Exercise details:
Rewrite the data below from its first line through the line that contains "pixel 399 187", changing every "marker" to "dot" and keeping all other text the same. Leave the picture out of your answer.

Raw records:
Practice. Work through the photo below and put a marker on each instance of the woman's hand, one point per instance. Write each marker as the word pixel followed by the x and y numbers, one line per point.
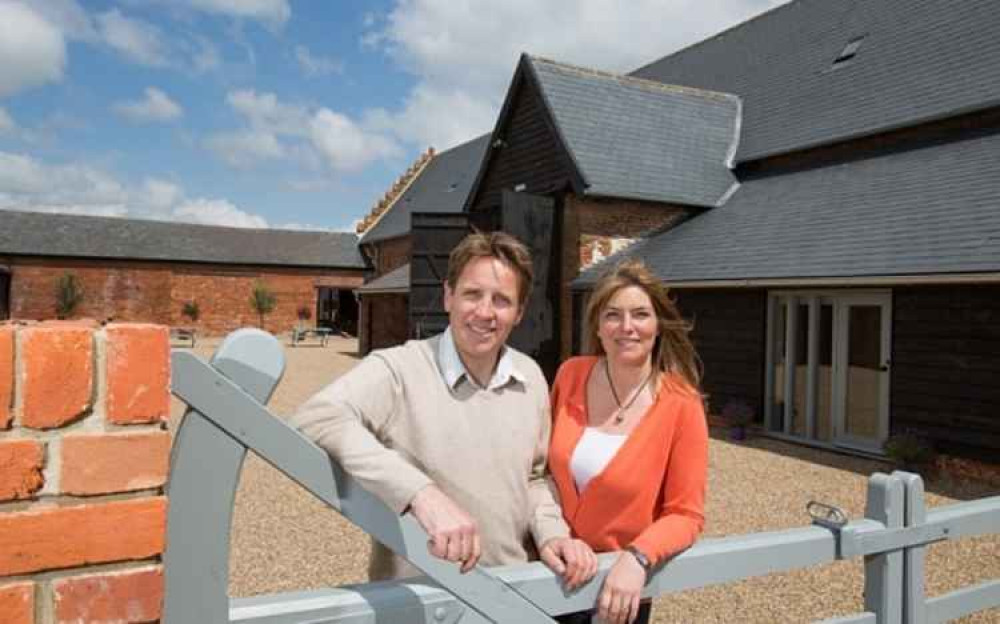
pixel 572 559
pixel 618 601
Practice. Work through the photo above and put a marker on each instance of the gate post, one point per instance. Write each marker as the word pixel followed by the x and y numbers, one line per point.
pixel 884 572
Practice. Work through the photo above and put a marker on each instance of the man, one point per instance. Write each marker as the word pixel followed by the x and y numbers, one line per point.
pixel 455 429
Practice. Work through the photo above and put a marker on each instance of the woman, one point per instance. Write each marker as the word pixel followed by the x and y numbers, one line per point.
pixel 629 448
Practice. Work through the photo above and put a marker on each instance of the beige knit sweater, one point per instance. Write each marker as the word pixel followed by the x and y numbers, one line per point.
pixel 395 426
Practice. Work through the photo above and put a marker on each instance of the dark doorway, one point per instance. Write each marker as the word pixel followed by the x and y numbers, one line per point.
pixel 433 236
pixel 337 308
pixel 532 220
pixel 4 295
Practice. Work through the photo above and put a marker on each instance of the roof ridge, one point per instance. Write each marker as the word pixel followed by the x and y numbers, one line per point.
pixel 634 80
pixel 718 35
pixel 163 222
pixel 399 187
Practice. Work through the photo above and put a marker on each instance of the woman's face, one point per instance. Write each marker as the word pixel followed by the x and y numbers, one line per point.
pixel 628 327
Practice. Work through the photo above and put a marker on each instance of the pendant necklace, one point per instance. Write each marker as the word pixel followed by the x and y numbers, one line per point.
pixel 620 416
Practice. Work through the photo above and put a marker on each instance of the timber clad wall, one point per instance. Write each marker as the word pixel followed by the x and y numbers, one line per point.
pixel 945 368
pixel 155 292
pixel 589 222
pixel 83 461
pixel 729 335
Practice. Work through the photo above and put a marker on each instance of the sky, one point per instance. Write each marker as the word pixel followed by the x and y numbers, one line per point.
pixel 282 113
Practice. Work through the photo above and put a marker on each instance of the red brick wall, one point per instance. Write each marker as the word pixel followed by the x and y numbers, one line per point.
pixel 391 254
pixel 593 224
pixel 384 321
pixel 156 292
pixel 83 460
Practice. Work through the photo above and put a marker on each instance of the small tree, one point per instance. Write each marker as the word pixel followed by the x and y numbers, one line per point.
pixel 262 301
pixel 69 294
pixel 191 310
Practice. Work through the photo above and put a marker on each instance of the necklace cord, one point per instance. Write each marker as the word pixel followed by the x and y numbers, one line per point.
pixel 614 393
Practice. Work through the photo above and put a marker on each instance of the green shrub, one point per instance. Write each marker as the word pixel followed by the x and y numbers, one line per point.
pixel 262 300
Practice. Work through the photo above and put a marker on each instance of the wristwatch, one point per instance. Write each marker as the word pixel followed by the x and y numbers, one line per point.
pixel 640 557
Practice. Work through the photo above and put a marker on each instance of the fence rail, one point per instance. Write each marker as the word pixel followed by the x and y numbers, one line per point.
pixel 226 418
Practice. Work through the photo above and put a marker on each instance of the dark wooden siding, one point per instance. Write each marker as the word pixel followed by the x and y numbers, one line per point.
pixel 946 366
pixel 729 334
pixel 530 154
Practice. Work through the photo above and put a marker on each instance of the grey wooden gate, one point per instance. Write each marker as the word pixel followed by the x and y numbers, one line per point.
pixel 532 219
pixel 433 236
pixel 226 419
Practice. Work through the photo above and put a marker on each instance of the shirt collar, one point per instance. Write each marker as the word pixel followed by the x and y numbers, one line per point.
pixel 453 370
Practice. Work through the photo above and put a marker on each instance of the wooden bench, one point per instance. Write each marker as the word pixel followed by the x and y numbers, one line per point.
pixel 184 334
pixel 321 333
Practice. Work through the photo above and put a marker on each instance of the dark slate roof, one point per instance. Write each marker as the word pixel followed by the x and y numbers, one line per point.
pixel 44 234
pixel 442 186
pixel 919 60
pixel 397 280
pixel 932 210
pixel 639 139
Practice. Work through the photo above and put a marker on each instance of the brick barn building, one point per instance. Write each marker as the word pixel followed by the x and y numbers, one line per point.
pixel 138 270
pixel 819 187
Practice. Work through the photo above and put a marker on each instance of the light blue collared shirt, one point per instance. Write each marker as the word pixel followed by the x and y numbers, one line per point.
pixel 453 370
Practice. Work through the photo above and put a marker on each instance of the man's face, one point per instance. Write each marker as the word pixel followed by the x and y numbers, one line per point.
pixel 482 310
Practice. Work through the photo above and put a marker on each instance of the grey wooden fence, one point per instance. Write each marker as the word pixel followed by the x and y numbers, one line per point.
pixel 226 418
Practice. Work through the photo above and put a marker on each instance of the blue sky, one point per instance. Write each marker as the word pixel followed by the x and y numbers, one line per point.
pixel 281 113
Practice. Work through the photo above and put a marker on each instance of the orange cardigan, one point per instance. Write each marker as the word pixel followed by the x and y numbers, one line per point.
pixel 652 493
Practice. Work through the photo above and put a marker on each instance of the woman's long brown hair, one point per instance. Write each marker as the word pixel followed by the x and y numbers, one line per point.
pixel 673 351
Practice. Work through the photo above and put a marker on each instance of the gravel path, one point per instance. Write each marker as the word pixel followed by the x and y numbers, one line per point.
pixel 285 540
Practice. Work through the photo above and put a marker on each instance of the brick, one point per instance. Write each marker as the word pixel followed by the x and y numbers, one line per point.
pixel 119 597
pixel 118 462
pixel 57 374
pixel 138 367
pixel 65 537
pixel 17 603
pixel 20 468
pixel 6 375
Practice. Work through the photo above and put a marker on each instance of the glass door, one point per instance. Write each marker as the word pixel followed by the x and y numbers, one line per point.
pixel 862 414
pixel 827 367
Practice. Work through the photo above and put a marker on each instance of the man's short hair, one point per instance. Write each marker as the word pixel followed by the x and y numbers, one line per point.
pixel 499 245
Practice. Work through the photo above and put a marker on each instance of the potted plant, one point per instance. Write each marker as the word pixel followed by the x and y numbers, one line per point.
pixel 911 452
pixel 262 300
pixel 739 415
pixel 304 313
pixel 69 294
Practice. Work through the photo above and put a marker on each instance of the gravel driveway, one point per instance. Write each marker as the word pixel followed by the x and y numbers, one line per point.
pixel 285 540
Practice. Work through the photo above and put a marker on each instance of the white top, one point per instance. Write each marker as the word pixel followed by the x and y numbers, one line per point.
pixel 592 455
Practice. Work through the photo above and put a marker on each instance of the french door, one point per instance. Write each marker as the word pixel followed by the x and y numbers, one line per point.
pixel 827 375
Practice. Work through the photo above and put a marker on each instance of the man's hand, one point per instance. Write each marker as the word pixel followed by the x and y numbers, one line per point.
pixel 572 559
pixel 453 533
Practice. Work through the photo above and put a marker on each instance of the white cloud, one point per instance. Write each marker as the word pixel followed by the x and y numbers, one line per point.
pixel 273 12
pixel 7 123
pixel 347 146
pixel 276 129
pixel 315 65
pixel 464 54
pixel 32 49
pixel 245 148
pixel 217 212
pixel 156 107
pixel 29 184
pixel 136 39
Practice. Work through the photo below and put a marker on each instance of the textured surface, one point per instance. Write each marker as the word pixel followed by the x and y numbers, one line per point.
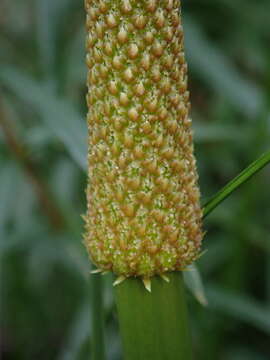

The result:
Practice. Work through the photo below and put a dot on each instance of the woman's hand, one point per instance. Write each dot as the word pixel followed by the x and y numbers, one line per point.
pixel 572 559
pixel 618 601
Practice. Work through the photo above and put a dot on each instance of the gate post, one point per instance. Write each dot as the word pixel followed by the x and y numbers, one line per point.
pixel 884 572
Practice. Work through the photo above and put a dot on each instance of the man, one point per instance. Write each dot as the word pixel followed by the x and y numbers, one line per point.
pixel 455 429
Practice. Work through the photo above and put a dot on each instance of the woman, one point per instance. Write each dot as the word pixel followed by the x and y numbers, one line per point.
pixel 629 448
Practice. Work through the photo above and put a dot on each instance of the beige knit sweater, one point per instance. Write each dot as the word pixel followed by the x and y numbers, one line per point.
pixel 395 426
Practice. Work through the photo above and put a dot on each instance of the dark doorway, one point per instance. Write each dot as the word pixel followed by the x and y numbers, one line per point.
pixel 433 236
pixel 337 308
pixel 532 220
pixel 4 295
Practice. Work through the photo above and put a dot on each instance of the roof ridge, one point per instance. Write each dot as the word pixel followed by the x and y numbers, one line per point.
pixel 634 80
pixel 718 35
pixel 163 222
pixel 399 187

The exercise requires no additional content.